What is needed: Which lines below contain the string "pole"? Show each one in full.

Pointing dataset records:
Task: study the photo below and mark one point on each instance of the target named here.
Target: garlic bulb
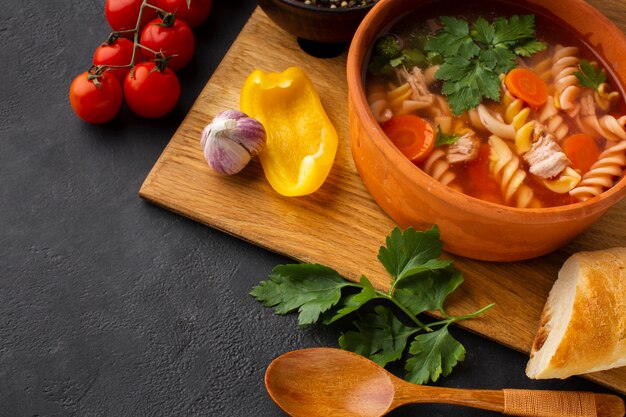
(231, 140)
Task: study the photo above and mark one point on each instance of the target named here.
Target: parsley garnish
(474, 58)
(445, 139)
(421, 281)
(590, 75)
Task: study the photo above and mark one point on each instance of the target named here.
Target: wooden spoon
==
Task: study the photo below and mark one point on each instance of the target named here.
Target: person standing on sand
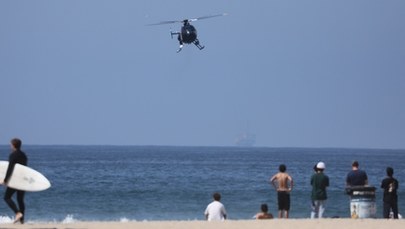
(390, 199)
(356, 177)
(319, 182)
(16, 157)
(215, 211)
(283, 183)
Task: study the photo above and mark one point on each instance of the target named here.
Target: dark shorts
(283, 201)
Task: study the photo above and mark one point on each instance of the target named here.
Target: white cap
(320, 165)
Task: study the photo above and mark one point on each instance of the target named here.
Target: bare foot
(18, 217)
...
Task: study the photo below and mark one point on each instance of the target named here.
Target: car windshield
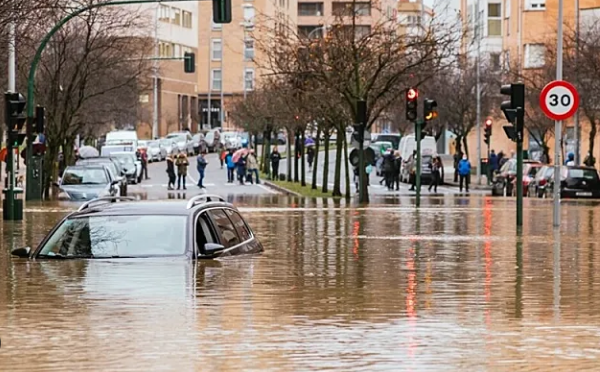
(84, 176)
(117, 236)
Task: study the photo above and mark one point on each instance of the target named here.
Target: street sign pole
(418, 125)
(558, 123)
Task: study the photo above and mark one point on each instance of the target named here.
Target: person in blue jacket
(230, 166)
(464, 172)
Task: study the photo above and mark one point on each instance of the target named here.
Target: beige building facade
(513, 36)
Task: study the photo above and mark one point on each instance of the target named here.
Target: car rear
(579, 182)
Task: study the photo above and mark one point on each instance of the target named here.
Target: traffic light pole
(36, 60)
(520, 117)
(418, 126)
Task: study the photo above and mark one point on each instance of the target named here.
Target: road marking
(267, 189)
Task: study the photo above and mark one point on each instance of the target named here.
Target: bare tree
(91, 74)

Correct response:
Target: street sign pole
Target: traffic light pole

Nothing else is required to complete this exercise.